▸ Zu bearbeitende Aufgabe:
Schreibe die folgenden Datensätze neu und ersetze dabei in allen Datensätzen „Response format“ durch „Output format“, ohne sonst etwas zu verändern. Die Bilder lässt du in deiner Antwort weg.

▸ Datensätze zur Positionsannotation:
================================

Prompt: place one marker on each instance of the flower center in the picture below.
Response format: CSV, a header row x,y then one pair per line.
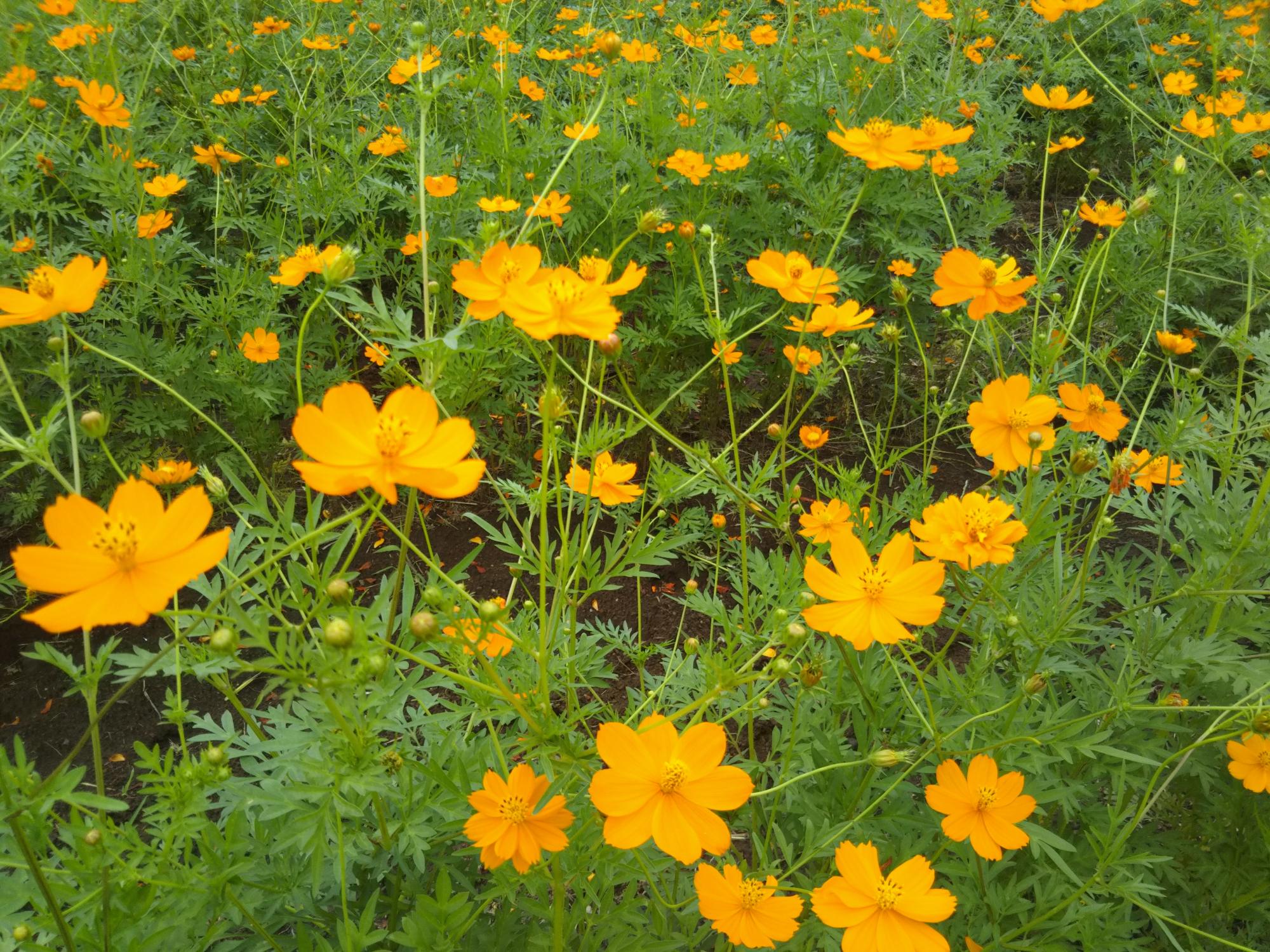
x,y
878,129
751,894
674,775
514,809
41,282
874,582
117,541
391,435
888,894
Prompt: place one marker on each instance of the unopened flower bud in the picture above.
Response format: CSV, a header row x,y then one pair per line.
x,y
95,423
424,625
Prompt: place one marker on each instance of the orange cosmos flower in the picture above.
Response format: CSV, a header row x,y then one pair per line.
x,y
1064,144
667,786
970,530
481,637
104,106
981,805
51,293
1088,411
1174,343
440,186
507,823
1004,422
803,359
150,225
793,277
164,186
871,602
1057,98
354,445
119,567
829,321
813,437
558,301
826,522
215,157
747,912
170,473
488,284
1250,762
881,144
963,276
551,206
1103,214
608,482
307,261
260,346
883,913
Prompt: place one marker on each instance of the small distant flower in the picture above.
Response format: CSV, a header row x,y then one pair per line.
x,y
1180,83
1250,762
260,346
1065,143
826,522
1088,411
963,276
354,445
609,482
1057,98
150,225
307,261
581,131
667,786
971,531
1005,420
51,293
747,912
794,277
170,473
1103,214
726,352
509,824
803,359
215,157
981,805
1175,345
883,913
868,602
553,206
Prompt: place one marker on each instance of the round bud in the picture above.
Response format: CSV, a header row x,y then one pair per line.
x,y
338,633
424,625
223,642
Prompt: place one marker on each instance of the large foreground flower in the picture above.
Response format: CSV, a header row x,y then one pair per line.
x,y
970,530
609,482
354,445
990,288
749,912
794,277
667,786
868,602
506,826
51,293
981,805
121,565
1004,422
883,913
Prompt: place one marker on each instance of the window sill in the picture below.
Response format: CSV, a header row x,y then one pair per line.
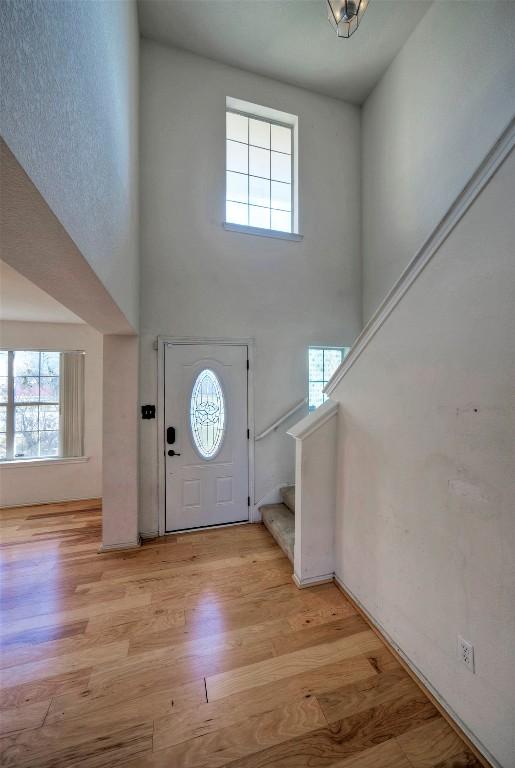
x,y
244,230
19,463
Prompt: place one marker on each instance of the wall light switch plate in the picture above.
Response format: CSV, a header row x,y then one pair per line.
x,y
466,653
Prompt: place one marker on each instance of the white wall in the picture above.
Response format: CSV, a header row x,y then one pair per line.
x,y
120,443
60,482
199,280
427,125
425,517
69,113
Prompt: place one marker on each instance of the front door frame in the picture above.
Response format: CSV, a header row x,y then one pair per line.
x,y
162,342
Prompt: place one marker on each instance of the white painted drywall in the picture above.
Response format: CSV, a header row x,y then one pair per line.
x,y
427,125
120,442
425,528
60,482
69,113
199,280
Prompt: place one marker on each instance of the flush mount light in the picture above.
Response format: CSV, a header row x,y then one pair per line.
x,y
345,15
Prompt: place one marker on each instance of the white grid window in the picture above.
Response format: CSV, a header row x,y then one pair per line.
x,y
259,173
323,362
29,404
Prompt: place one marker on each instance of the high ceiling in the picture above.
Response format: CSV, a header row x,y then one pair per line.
x,y
288,40
23,301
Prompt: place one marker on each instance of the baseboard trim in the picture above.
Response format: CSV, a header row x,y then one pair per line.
x,y
145,535
312,581
452,718
126,545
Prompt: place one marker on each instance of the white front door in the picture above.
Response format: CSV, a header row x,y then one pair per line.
x,y
206,438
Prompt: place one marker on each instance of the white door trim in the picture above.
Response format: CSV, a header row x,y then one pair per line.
x,y
162,342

================================

▸ Lösung der Aufgabe:
Prompt: place one marker on each instance of the flower center in the picture below.
Output format: CSV, a header row x,y then one pair per line.
x,y
878,129
751,894
674,775
514,809
41,282
874,582
117,541
391,435
888,894
Prompt: place one marker on each instance of the unopened flower bud in the picture above.
Output format: CSV, a header row x,y then one pair per line.
x,y
95,423
424,625
Prompt: place one marker on each instance of the orange cosmos flower in the picture above.
Output format: CSV, a header row x,y then one pair per line.
x,y
1064,144
667,786
970,530
481,637
104,106
981,805
51,293
1088,411
1174,343
440,186
507,823
1004,422
803,359
150,225
793,277
164,186
871,602
1057,98
354,445
119,567
829,321
813,437
558,301
826,522
215,157
747,912
170,473
488,284
1250,762
881,144
963,276
551,206
1103,214
608,482
307,261
260,346
883,913
Prompt: place one marker on each instance of the small distant flower in the picture above.
Output format: CSV, a header row x,y then one pair per line.
x,y
1180,83
1250,762
260,346
1065,143
826,522
1088,411
963,276
354,445
609,482
1057,98
150,225
307,261
581,131
667,786
971,531
1005,420
51,293
747,912
794,277
170,473
1103,214
726,352
509,824
803,359
215,157
981,805
1175,345
883,913
868,602
553,206
Prompt: place one marker on each instance of the round bud in the picture above.
Output format: CSV, a header row x,y then one pair per line.
x,y
338,633
424,625
223,642
Prompt: place one marker on each instance of the large foreground flower in the picture above.
Output format: CSV, a header row x,y then one pair per line.
x,y
970,530
609,482
354,445
990,288
749,912
794,277
667,786
868,602
506,826
51,293
981,805
121,565
1004,422
883,913
Prompt: place one marker on each instance of the window sill in the picture below.
Output format: CSV, a header row x,y then one pair per line.
x,y
244,230
19,463
Prompt: place one marker on each instance of the wall light switch plate in the picture above.
Output format: CSV, a header row x,y then one pair per line.
x,y
466,653
Prompt: place one marker on each instance of the white wall in the picture above.
Output format: CSV, a header row x,y then one pair per line.
x,y
120,443
60,482
199,280
427,125
425,517
69,113
Prompt: place one marker on each instance of the front door frame in the picture above.
Output format: CSV, a header row x,y then one pair per line.
x,y
162,342
Prompt: place one marker on each instance of the white painted drywall in the picture above.
Output format: CSV, a header row x,y then one pair per line.
x,y
427,125
120,442
425,528
60,482
69,113
199,280
Prompt: place one marker on each instance of the flush mount light in the picture above.
Output format: CSV, a header row x,y then one pair per line.
x,y
345,15
Prompt: place one marker on each instance of the white grid window in the picture above.
Output format: CSV, a header row x,y then one pair per line.
x,y
259,173
323,362
29,404
Prompt: place one marker on each instance of the high ceiling in the picture above.
Output format: CSV, a header row x,y then one pair per line.
x,y
288,40
23,301
Prompt: place one marker on each instance of the baseboard trim in the picture above.
Output format: CSV, a header row x,y then one pair per line.
x,y
145,535
312,581
452,718
126,545
Prompt: place one marker on each instance of the white front door in the picture above.
Output format: CSV, a header row x,y then one pair per line.
x,y
206,438
Prompt: place one marker on each instance of the white door trim in the picture above.
Output format: CSV, a header row x,y then one pair per line.
x,y
162,342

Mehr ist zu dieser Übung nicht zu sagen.